*Work required*.
Print the line that contains "Annotation guideline: every instance of the float" and every line after it through the last line of the records below, exactly as written and nothing else.

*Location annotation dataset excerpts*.
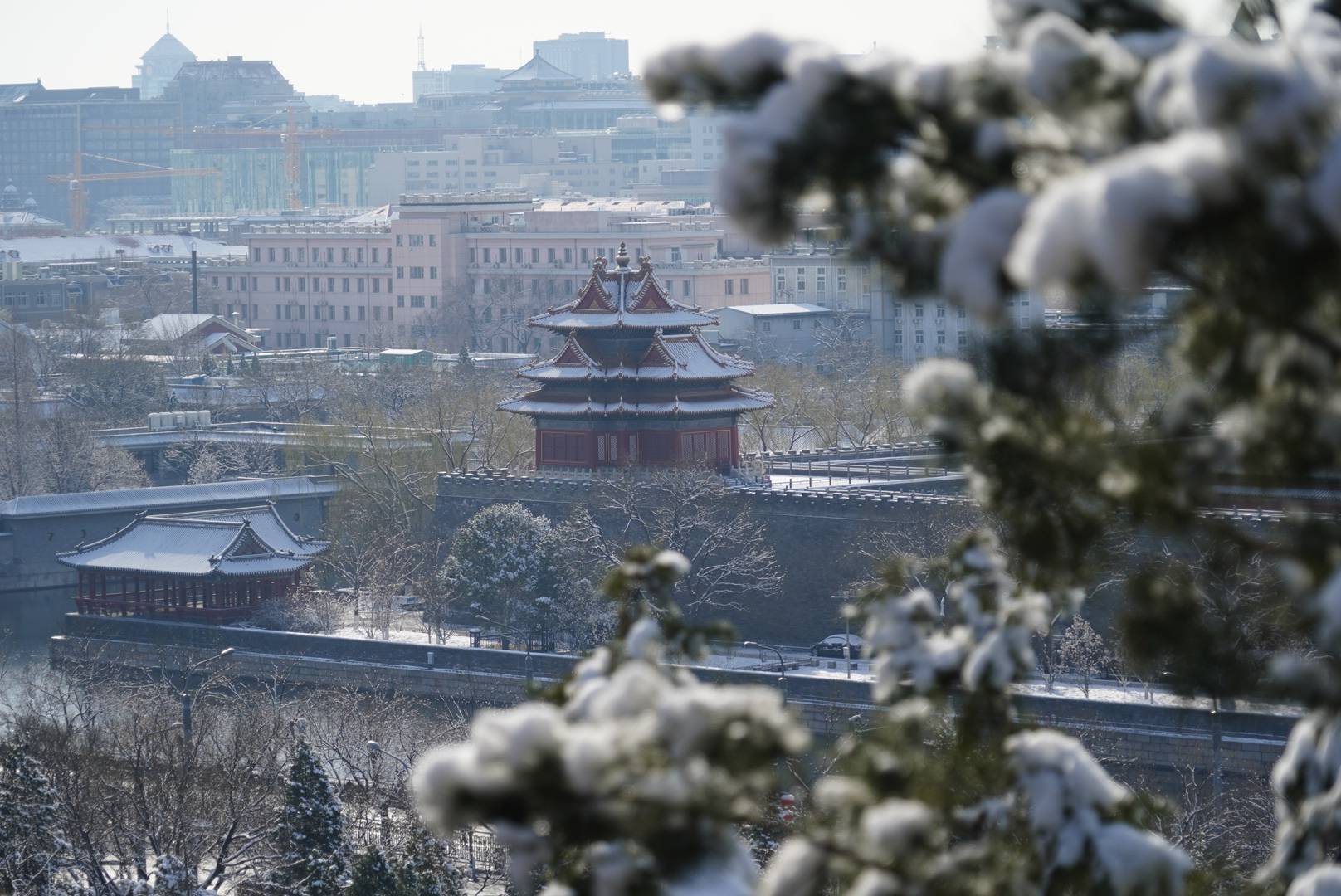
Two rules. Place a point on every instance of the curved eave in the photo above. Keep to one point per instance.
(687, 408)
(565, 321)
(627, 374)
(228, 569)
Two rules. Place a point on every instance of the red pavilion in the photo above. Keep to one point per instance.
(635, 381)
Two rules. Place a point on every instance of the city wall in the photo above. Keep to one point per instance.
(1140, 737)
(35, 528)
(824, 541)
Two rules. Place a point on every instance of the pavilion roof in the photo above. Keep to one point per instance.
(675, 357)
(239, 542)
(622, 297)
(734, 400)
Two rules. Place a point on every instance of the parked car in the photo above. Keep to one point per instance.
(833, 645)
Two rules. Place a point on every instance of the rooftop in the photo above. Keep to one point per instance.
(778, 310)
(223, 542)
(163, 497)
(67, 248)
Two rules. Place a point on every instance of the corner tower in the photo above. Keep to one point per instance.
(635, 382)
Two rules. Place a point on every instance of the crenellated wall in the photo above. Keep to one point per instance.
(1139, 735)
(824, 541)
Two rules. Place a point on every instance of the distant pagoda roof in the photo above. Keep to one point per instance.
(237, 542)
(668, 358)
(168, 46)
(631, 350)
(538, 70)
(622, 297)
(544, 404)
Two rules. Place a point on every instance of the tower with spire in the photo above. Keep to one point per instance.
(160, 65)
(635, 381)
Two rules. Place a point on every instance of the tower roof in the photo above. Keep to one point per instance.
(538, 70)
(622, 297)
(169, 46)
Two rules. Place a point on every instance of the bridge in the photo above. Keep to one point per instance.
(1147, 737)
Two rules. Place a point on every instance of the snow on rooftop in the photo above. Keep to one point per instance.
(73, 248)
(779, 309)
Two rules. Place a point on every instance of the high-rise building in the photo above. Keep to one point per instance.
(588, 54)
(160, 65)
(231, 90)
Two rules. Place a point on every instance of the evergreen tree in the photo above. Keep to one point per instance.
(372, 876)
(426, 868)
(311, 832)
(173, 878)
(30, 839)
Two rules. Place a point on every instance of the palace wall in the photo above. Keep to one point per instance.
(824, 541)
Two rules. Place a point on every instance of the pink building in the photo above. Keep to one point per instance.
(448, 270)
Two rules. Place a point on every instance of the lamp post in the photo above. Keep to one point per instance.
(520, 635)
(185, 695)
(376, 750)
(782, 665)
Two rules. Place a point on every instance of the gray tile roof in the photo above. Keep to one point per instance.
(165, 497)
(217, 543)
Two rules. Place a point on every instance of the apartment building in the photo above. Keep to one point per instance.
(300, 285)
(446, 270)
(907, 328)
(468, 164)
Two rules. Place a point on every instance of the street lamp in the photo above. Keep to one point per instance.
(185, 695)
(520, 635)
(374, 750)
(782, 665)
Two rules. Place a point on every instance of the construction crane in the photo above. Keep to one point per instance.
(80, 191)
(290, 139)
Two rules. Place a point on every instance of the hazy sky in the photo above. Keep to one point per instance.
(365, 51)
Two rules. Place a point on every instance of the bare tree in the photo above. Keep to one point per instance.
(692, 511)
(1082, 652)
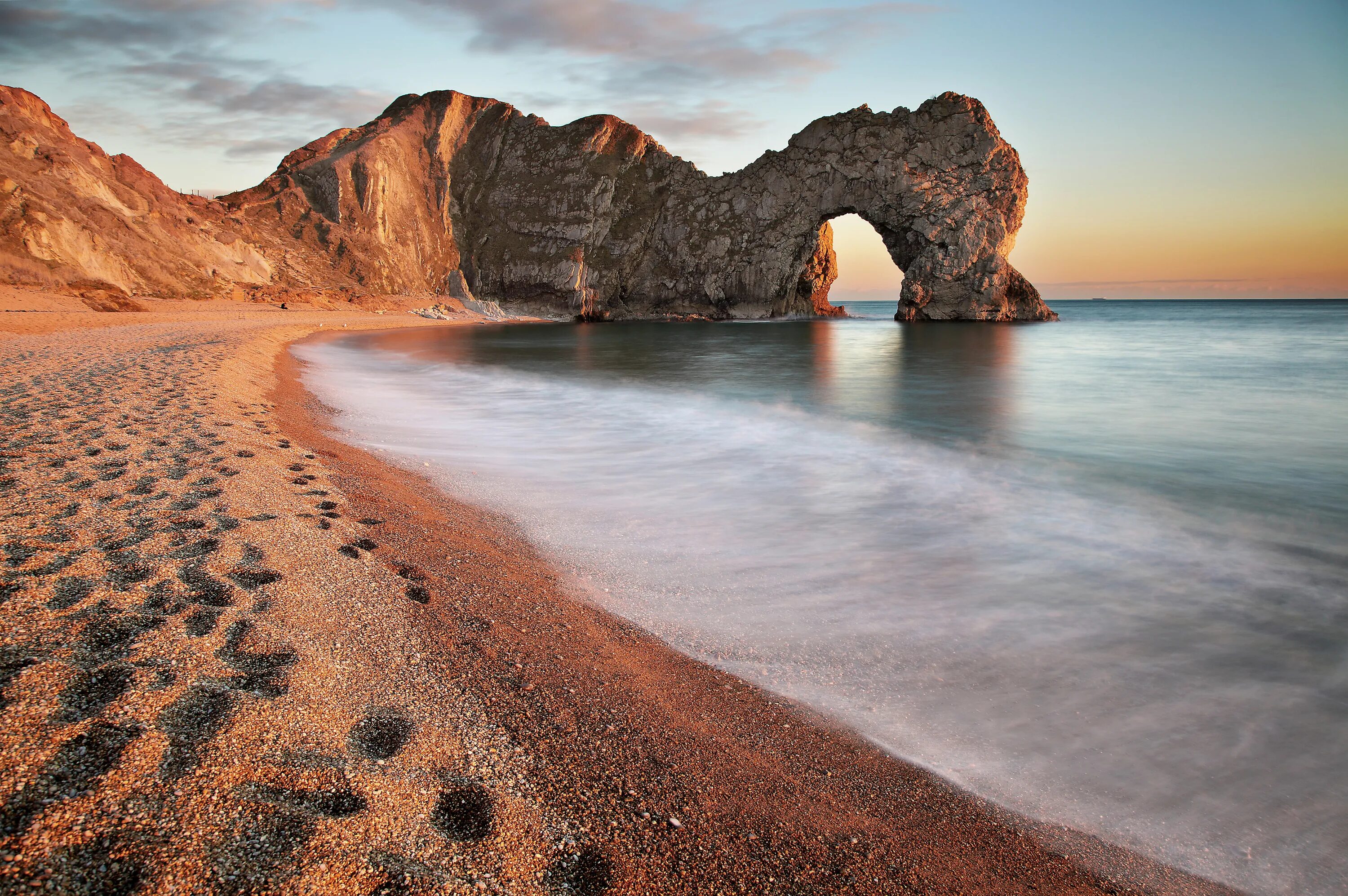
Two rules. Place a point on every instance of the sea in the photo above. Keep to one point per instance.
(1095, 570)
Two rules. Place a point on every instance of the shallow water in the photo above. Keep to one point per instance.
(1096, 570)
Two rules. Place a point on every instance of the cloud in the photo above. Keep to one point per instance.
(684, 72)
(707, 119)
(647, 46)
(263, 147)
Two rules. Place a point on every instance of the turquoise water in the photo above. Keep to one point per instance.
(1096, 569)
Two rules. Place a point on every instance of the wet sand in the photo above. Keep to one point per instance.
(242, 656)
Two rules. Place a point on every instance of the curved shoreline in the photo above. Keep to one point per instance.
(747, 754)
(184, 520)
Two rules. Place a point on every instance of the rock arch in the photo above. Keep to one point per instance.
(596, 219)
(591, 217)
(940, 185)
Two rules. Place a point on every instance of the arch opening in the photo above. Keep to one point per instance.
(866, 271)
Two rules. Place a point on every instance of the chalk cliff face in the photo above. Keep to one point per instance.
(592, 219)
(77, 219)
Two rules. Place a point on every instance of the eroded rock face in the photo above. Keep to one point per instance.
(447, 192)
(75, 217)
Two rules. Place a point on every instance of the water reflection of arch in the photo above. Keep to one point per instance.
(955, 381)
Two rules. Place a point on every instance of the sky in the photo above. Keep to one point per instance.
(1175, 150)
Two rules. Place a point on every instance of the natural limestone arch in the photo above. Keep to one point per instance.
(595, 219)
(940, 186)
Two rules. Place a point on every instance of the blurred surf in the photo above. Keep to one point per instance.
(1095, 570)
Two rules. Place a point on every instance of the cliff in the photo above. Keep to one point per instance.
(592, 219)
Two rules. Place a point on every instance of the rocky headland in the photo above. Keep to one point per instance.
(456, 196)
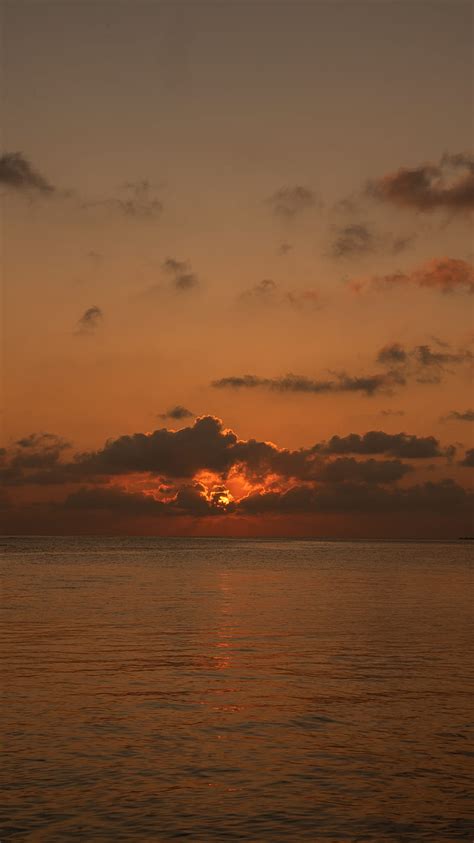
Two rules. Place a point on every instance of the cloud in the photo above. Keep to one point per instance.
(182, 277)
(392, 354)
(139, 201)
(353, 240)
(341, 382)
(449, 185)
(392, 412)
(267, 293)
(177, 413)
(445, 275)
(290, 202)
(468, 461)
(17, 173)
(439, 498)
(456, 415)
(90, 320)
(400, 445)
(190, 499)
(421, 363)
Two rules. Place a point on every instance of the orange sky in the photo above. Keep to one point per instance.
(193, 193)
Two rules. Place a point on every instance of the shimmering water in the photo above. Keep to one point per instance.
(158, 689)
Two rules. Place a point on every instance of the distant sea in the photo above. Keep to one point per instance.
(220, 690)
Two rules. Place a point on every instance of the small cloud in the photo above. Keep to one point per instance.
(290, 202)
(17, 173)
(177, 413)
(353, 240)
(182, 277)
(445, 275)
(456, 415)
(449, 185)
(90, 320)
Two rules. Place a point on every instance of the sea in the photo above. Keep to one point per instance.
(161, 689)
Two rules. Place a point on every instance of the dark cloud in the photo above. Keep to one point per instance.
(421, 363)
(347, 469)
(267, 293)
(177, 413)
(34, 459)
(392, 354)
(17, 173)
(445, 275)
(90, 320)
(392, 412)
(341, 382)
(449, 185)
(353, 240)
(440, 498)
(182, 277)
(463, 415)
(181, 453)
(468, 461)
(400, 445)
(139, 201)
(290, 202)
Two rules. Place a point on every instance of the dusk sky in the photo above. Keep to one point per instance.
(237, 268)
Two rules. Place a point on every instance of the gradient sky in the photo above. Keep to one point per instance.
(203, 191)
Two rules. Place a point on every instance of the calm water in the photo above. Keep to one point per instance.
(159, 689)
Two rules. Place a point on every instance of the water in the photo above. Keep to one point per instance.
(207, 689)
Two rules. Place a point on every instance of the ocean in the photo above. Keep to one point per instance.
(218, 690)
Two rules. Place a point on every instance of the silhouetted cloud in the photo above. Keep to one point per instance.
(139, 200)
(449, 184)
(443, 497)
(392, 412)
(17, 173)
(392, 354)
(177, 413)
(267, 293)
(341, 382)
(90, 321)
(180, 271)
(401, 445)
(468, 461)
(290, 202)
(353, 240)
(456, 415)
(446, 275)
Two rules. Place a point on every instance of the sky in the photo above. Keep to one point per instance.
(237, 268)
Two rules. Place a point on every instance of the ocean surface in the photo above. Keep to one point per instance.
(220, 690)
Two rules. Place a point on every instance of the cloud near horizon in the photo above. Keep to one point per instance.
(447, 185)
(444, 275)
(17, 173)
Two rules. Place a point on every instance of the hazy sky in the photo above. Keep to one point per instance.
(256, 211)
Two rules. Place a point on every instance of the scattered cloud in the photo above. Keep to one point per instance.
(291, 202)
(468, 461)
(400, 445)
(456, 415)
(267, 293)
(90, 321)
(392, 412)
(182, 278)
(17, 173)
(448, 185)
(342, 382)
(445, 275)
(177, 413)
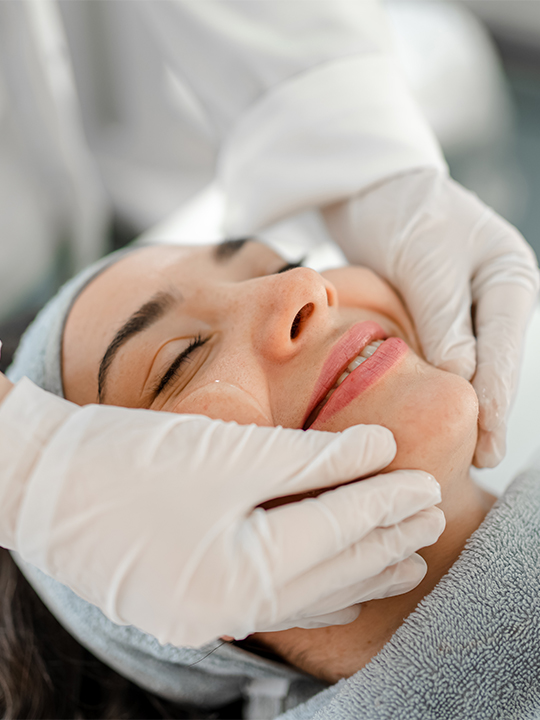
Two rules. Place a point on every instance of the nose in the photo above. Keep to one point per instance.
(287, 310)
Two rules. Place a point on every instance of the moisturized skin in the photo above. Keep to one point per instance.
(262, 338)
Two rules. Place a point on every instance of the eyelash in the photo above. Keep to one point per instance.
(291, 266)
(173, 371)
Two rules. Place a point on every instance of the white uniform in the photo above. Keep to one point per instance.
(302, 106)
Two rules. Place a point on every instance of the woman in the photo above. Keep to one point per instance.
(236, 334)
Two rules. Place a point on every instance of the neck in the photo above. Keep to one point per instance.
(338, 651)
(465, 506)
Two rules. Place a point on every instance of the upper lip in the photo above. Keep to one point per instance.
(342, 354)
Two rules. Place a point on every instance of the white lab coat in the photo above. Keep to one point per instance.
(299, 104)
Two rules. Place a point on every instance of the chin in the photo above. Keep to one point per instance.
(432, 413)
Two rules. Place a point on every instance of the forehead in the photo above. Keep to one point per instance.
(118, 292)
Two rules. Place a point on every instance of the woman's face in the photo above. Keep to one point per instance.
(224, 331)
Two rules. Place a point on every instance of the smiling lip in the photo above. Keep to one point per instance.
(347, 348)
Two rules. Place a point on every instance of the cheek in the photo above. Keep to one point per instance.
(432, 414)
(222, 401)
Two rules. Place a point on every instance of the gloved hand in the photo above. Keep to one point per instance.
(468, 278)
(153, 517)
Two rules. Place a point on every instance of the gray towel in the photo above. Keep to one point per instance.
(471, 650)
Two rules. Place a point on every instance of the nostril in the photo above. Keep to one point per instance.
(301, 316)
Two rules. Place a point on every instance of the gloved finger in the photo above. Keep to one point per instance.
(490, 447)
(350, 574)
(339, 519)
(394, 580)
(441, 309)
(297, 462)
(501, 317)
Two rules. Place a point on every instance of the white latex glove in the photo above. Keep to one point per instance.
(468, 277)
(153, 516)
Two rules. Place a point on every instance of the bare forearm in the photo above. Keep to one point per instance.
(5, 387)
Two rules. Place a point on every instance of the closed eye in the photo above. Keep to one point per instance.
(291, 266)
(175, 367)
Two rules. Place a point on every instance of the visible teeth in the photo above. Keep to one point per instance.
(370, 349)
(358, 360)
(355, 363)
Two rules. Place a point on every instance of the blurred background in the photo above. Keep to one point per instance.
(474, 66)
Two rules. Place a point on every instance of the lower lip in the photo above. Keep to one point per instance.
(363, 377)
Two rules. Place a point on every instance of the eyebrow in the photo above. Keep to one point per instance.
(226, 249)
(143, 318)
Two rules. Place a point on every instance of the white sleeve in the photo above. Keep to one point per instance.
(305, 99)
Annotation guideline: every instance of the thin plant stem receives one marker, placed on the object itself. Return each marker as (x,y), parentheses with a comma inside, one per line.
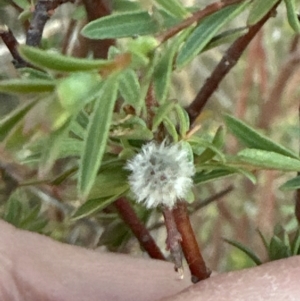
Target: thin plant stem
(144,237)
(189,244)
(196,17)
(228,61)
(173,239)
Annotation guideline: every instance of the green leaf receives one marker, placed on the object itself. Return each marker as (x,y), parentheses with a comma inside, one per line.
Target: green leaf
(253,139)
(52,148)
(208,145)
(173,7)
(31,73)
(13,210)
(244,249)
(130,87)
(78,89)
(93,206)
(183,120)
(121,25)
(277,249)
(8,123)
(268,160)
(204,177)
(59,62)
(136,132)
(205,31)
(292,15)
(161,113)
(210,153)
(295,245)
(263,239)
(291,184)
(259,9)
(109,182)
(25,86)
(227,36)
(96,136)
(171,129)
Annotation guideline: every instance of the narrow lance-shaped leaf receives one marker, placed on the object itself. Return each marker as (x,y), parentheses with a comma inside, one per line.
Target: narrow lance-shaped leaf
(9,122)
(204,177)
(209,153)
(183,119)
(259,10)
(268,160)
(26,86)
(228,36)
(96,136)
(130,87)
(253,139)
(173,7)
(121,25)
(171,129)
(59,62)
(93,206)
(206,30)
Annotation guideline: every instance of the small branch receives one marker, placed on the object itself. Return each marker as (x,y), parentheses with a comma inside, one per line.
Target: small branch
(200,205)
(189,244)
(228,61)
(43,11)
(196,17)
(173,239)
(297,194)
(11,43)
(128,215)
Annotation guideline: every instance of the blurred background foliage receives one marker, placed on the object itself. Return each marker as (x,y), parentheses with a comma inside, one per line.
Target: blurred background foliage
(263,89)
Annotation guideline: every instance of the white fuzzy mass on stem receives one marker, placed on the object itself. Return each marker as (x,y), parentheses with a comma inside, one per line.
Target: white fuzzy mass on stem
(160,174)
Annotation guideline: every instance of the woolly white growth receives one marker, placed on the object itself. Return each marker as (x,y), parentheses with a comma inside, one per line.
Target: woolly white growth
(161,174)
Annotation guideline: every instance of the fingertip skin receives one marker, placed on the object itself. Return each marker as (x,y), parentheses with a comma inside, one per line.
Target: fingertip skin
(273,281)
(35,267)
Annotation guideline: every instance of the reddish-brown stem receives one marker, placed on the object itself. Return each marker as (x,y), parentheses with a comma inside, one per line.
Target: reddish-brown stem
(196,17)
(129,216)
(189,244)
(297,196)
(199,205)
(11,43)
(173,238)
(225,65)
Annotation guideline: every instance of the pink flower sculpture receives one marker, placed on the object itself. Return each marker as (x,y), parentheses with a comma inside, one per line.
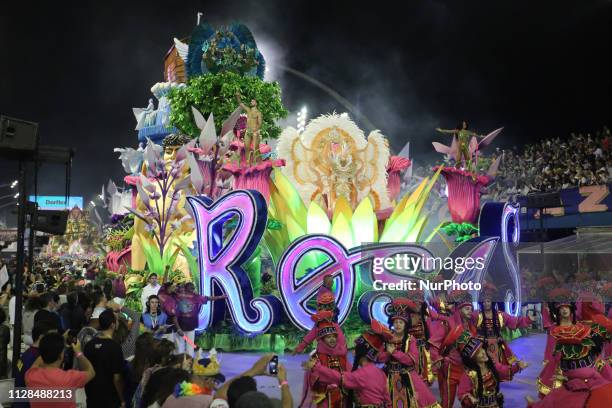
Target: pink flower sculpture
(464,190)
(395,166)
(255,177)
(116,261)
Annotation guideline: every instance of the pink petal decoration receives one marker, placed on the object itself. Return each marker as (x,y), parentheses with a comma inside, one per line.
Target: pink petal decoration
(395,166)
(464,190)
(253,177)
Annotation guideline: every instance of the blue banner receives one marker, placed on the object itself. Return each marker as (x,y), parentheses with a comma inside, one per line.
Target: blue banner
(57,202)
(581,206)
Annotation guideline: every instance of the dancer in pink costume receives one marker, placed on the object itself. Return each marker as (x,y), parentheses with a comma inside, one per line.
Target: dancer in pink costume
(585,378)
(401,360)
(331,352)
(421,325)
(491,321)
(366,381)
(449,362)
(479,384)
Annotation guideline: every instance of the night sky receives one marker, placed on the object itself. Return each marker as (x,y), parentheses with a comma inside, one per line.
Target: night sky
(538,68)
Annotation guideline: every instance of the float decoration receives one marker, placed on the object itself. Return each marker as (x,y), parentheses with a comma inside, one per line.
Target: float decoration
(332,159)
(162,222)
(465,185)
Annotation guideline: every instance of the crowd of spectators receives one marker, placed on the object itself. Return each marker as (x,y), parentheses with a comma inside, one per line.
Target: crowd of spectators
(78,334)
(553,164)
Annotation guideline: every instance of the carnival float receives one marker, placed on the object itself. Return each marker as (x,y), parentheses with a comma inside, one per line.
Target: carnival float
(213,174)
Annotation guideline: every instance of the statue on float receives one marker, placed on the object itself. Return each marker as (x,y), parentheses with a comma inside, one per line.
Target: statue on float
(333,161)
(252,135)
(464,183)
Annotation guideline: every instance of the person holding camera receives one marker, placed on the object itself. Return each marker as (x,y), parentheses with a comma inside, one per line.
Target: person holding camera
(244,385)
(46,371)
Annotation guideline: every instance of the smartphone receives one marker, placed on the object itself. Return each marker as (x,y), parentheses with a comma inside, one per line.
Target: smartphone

*Task output*.
Annotation guideline: every instance of the float decoration receives one marker, placed on the object itself. Return each marker as (x,y), parentheses with a comma inside, one per line.
Target: float decoration
(332,159)
(162,222)
(465,185)
Annotation guideline: every instance of the crowd of spectators receives one marker, placed on the object itself. Return each marker as (x,y), parentheses with a comma inside, one per line.
Target: crowd of spectators
(78,334)
(553,164)
Annotation guideline: every instance of the carnival float receives one marker, placed on the object itself. Return each marker as (x,y), parentheses with a comma inside, one per line.
Target: carnival float
(213,174)
Annotation guideline: every instance of the statue on float receives one marker, placed on the object itself. Return each marker as (x,y), parentheses with a comma inside, one per line.
Target: statue on float
(333,161)
(252,135)
(464,183)
Annotation guideline: every instance of the person holding camera receives one marker, placed on the object itself. Return each marker as (x,y), parentheses with a comma inside, one per line.
Target: person holding camera
(244,385)
(46,371)
Annotation guideline: every instance of the smartphone receives one marker, placed on the object itself. Return each marker as (x,y), parentheses with a comma inside, one per line.
Target: smartphone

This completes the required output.